• **Exercise**: Render every line of the material below as a numbered list, omitting any blank lines.

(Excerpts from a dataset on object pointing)
** START **

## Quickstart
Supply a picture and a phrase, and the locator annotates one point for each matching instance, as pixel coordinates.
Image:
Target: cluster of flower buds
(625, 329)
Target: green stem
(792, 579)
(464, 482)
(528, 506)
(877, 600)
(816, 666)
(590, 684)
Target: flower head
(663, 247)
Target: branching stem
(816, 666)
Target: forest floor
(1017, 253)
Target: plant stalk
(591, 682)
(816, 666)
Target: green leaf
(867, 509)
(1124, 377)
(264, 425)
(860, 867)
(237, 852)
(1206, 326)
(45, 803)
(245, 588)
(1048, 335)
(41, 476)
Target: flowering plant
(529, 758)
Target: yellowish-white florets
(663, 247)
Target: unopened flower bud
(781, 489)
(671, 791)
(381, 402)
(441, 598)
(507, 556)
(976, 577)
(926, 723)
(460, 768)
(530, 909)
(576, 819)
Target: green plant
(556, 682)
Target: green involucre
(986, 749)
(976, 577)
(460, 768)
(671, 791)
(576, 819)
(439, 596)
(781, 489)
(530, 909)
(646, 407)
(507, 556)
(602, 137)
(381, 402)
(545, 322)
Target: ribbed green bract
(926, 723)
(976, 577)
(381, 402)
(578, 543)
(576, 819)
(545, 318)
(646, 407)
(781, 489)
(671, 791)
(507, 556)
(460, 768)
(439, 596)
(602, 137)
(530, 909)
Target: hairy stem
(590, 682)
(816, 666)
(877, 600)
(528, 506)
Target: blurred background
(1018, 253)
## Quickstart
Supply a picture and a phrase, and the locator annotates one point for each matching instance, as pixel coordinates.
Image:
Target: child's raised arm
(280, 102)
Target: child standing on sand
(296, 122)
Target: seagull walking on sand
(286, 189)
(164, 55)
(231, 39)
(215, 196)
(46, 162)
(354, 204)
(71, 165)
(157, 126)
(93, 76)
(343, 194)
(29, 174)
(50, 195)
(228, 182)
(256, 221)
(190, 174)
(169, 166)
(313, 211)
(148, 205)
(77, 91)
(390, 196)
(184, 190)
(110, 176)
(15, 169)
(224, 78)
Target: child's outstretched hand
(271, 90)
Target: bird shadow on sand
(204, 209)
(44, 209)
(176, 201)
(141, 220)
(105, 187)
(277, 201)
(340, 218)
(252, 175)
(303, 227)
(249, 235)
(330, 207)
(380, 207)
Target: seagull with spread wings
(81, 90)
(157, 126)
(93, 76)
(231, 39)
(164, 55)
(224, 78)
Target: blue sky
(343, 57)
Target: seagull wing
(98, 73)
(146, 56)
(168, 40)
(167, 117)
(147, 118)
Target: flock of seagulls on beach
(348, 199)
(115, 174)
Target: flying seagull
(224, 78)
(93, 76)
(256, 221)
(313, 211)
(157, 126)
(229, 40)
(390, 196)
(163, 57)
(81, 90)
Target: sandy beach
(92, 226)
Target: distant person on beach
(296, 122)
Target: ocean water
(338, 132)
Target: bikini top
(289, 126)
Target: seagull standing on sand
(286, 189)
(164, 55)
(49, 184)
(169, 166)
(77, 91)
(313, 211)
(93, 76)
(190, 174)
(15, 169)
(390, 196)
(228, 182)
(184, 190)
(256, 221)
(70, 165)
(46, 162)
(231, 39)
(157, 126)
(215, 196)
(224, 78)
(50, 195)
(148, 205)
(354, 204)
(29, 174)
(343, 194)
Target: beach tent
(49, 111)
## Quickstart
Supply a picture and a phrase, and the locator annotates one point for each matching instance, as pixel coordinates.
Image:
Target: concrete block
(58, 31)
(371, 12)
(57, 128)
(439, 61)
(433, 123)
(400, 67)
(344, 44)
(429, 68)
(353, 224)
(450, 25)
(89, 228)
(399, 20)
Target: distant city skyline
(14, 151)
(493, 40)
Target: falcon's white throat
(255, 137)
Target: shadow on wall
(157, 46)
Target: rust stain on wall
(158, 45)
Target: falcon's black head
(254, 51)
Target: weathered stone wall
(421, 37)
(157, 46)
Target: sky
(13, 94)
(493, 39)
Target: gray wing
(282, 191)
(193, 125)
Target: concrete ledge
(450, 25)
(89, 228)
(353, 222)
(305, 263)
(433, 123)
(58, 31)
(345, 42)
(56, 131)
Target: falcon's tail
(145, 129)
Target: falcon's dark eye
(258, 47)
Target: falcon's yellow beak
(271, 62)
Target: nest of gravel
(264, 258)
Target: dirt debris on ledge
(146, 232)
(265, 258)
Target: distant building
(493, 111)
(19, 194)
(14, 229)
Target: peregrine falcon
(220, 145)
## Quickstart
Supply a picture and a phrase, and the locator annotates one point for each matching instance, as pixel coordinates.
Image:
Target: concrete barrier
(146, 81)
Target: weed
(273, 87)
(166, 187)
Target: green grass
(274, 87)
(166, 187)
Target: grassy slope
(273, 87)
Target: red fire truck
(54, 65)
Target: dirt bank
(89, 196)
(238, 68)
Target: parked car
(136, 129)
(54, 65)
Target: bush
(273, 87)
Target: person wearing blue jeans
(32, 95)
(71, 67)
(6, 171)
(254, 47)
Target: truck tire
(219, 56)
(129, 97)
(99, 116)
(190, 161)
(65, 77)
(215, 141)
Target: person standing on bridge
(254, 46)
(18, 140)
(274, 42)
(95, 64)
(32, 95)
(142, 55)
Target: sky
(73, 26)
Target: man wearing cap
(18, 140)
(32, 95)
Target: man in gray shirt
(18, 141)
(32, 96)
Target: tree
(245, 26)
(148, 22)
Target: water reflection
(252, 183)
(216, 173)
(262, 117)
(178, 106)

** END **

• **Response to this exercise**:
1. ## Quickstart
2. Supply a picture and a phrase, and the locator annotates one point for each matching instance, as pixel coordinates.
3. Image:
4. Target: cluster of flower buds
5. (625, 329)
6. Target: green stem
7. (792, 579)
8. (464, 482)
9. (528, 506)
10. (877, 600)
11. (816, 666)
12. (590, 684)
13. Target: flower head
14. (663, 247)
15. Target: branching stem
16. (816, 666)
17. Target: forest floor
18. (1017, 253)
19. Target: plant stalk
20. (591, 682)
21. (816, 666)
22. Target: green leaf
23. (867, 509)
24. (1124, 377)
25. (264, 425)
26. (860, 867)
27. (237, 852)
28. (1206, 326)
29. (45, 803)
30. (245, 588)
31. (1048, 335)
32. (41, 476)
33. Target: flowering plant
34. (529, 758)
35. Target: yellowish-white florets
36. (663, 247)
37. Target: unopened flower bud
38. (781, 489)
39. (671, 791)
40. (381, 402)
41. (441, 598)
42. (507, 556)
43. (976, 577)
44. (926, 723)
45. (460, 768)
46. (530, 909)
47. (576, 819)
48. Target: green plant
49. (556, 682)
50. Target: green involucre
51. (986, 749)
52. (976, 577)
53. (460, 768)
54. (671, 791)
55. (576, 819)
56. (439, 596)
57. (781, 489)
58. (530, 909)
59. (646, 407)
60. (507, 556)
61. (602, 137)
62. (381, 402)
63. (545, 322)
64. Target: ribbed green bract
65. (926, 723)
66. (976, 577)
67. (381, 402)
68. (578, 543)
69. (576, 819)
70. (545, 318)
71. (646, 407)
72. (781, 489)
73. (671, 791)
74. (507, 556)
75. (460, 768)
76. (439, 596)
77. (602, 137)
78. (530, 909)
79. Target: hairy stem
80. (590, 682)
81. (816, 666)
82. (877, 600)
83. (528, 506)
84. Target: blurred background
85. (1018, 253)
86. ## Quickstart
87. Supply a picture and a phrase, and the locator annotates one point for each matching instance, as pixel coordinates.
88. Image:
89. Target: child's raised arm
90. (280, 102)
91. Target: child standing on sand
92. (296, 122)
93. Target: seagull walking on sand
94. (286, 189)
95. (164, 55)
96. (231, 39)
97. (215, 196)
98. (46, 162)
99. (354, 204)
100. (71, 165)
101. (157, 126)
102. (93, 76)
103. (343, 194)
104. (29, 174)
105. (50, 195)
106. (228, 182)
107. (256, 221)
108. (190, 174)
109. (169, 166)
110. (313, 211)
111. (148, 205)
112. (77, 91)
113. (390, 196)
114. (184, 190)
115. (110, 176)
116. (15, 169)
117. (224, 78)
118. Target: child's outstretched hand
119. (271, 90)
120. Target: bird shadow on sand
121. (204, 209)
122. (44, 209)
123. (176, 201)
124. (141, 220)
125. (105, 187)
126. (277, 201)
127. (340, 218)
128. (252, 175)
129. (303, 227)
130. (249, 235)
131. (330, 207)
132. (380, 207)
133. Target: seagull with spread wings
134. (81, 90)
135. (157, 126)
136. (93, 76)
137. (231, 39)
138. (164, 55)
139. (224, 78)
140. Target: blue sky
141. (343, 57)
142. Target: seagull wing
143. (98, 73)
144. (146, 56)
145. (168, 40)
146. (167, 117)
147. (147, 118)
148. Target: flock of seagulls on beach
149. (348, 199)
150. (115, 174)
151. Target: flying seagull
152. (224, 78)
153. (93, 76)
154. (256, 221)
155. (313, 211)
156. (157, 126)
157. (229, 40)
158. (390, 196)
159. (163, 57)
160. (81, 90)
161. Target: sandy beach
162. (92, 226)
163. Target: distant person on beach
164. (296, 122)
165. Target: ocean water
166. (338, 132)
167. Target: bikini top
168. (289, 126)
169. Target: seagull standing on sand
170. (286, 189)
171. (164, 55)
172. (49, 184)
173. (169, 166)
174. (77, 91)
175. (313, 211)
176. (93, 76)
177. (190, 174)
178. (15, 169)
179. (390, 196)
180. (228, 182)
181. (184, 190)
182. (256, 221)
183. (70, 165)
184. (46, 162)
185. (231, 39)
186. (157, 126)
187. (215, 196)
188. (224, 78)
189. (50, 195)
190. (148, 205)
191. (354, 204)
192. (29, 174)
193. (343, 194)
194. Target: beach tent
195. (49, 111)
196. ## Quickstart
197. Supply a picture and a phrase, and the locator annotates one point for each matching instance, as pixel coordinates.
198. Image:
199. Target: concrete block
200. (58, 31)
201. (371, 12)
202. (57, 128)
203. (439, 61)
204. (433, 123)
205. (400, 67)
206. (344, 44)
207. (429, 68)
208. (353, 224)
209. (450, 25)
210. (89, 228)
211. (399, 20)
212. Target: distant city skyline
213. (14, 151)
214. (493, 40)
215. Target: falcon's white throat
216. (255, 137)
217. Target: shadow on wall
218. (157, 46)
219. Target: rust stain on wall
220. (158, 45)
221. Target: falcon's black head
222. (254, 51)
223. Target: weathered stone wall
224. (421, 37)
225. (157, 46)
226. Target: sky
227. (13, 94)
228. (493, 39)
229. Target: gray wing
230. (282, 191)
231. (193, 125)
232. Target: concrete ledge
233. (450, 25)
234. (89, 228)
235. (353, 222)
236. (305, 263)
237. (433, 123)
238. (58, 31)
239. (345, 42)
240. (56, 131)
241. Target: falcon's tail
242. (145, 129)
243. Target: falcon's dark eye
244. (258, 47)
245. Target: falcon's yellow beak
246. (271, 62)
247. Target: nest of gravel
248. (264, 258)
249. Target: dirt debris on ledge
250. (146, 232)
251. (265, 258)
252. Target: distant building
253. (493, 111)
254. (19, 194)
255. (14, 229)
256. Target: peregrine falcon
257. (220, 145)
258. ## Quickstart
259. Supply a picture and a phrase, and the locator annotates one point for each matching instance, as pixel coordinates.
260. Image:
261. Target: concrete barrier
262. (146, 81)
263. Target: weed
264. (273, 87)
265. (166, 187)
266. Target: green grass
267. (274, 87)
268. (166, 187)
269. Target: grassy slope
270. (273, 87)
271. Target: red fire truck
272. (54, 65)
273. Target: dirt bank
274. (89, 196)
275. (238, 68)
276. Target: parked car
277. (136, 129)
278. (54, 65)
279. Target: bush
280. (273, 87)
281. Target: person wearing blue jeans
282. (32, 95)
283. (71, 67)
284. (6, 171)
285. (254, 47)
286. Target: truck tire
287. (219, 56)
288. (129, 97)
289. (99, 116)
290. (190, 161)
291. (65, 77)
292. (215, 141)
293. Target: person standing on bridge
294. (254, 46)
295. (18, 140)
296. (274, 42)
297. (95, 64)
298. (32, 95)
299. (142, 55)
300. Target: sky
301. (73, 26)
302. Target: man wearing cap
303. (18, 140)
304. (32, 95)
305. Target: man in gray shirt
306. (18, 141)
307. (32, 96)
308. Target: tree
309. (245, 26)
310. (148, 22)
311. Target: water reflection
312. (252, 183)
313. (216, 173)
314. (262, 117)
315. (178, 106)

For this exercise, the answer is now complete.